EXERCISE OBJECTIVE
Convert the items below into a two-column CSV with the columns "prompt" and "points," one row per item. Put each item's text and its answer in its own quoted field, with line breaks replaced by spaces.

Labeled-object pointing entries
•••
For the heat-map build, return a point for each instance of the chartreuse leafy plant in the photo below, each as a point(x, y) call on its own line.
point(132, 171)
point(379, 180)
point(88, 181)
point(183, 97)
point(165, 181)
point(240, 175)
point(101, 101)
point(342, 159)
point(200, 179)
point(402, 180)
•••
SOLUTION TO THIS PROBLEM
prompt,points
"For the heat-map build, return a point for each instance of the chartreuse leafy plant in the photo below, each as a point(x, y) call on its own line.","point(132, 171) point(379, 180) point(88, 181) point(183, 97) point(165, 181) point(240, 175) point(101, 101) point(342, 159) point(200, 179) point(402, 180)"